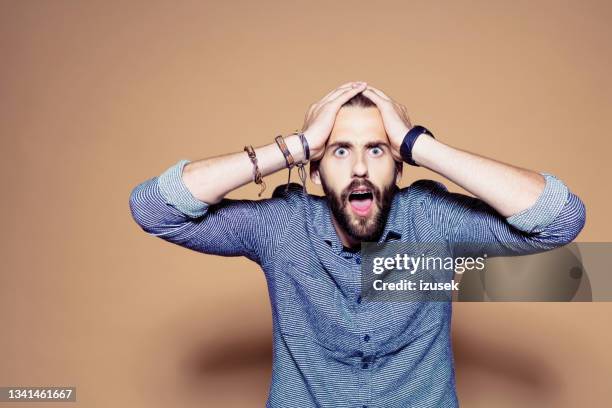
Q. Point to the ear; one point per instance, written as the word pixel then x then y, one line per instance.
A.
pixel 315 176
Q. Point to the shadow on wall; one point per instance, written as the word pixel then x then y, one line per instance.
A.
pixel 522 374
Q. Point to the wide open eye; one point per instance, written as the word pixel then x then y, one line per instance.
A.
pixel 341 152
pixel 376 151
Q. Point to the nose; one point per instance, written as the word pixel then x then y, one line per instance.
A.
pixel 360 167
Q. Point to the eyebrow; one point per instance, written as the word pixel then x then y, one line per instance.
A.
pixel 348 144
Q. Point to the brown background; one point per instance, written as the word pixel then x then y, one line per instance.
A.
pixel 97 97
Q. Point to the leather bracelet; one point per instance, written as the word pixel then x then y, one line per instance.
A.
pixel 257 178
pixel 305 146
pixel 408 143
pixel 280 141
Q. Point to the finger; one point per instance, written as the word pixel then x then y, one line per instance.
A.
────────────────────────────────────────
* **PROBLEM TO WORK ON**
Return every entry above exactly as written, minus the pictures.

* **TASK OUTPUT**
Q. Point to the ear; one point per instance, written as the word pixel then x then y, one line per instance.
A.
pixel 315 176
Q. Point to the shadow on wall; one point per instance, written as the word pixel then x then y, one line per instance.
A.
pixel 522 374
Q. Point to the wide open eye; one point per instance, written as the word pixel then x then y, one line per instance.
A.
pixel 341 152
pixel 376 151
Q. Point to the nose; one point per instance, written as the word pixel then x then y, one line per instance.
A.
pixel 360 167
Q. Point to the eyebrow; one point per instance, written as the word pixel then x then y, one line per instance.
A.
pixel 348 144
Q. Point to the brown background; one point per instance, written as the word pixel then x then y, one line per instance.
A.
pixel 97 97
Q. Point to the leather bracelet; one point per instance, written as the word pixel then x then y, one line per instance.
A.
pixel 257 178
pixel 305 146
pixel 408 143
pixel 280 141
Q. Point to the finger; one point per instance, written as the word pixel then x then y, one line per instance.
A.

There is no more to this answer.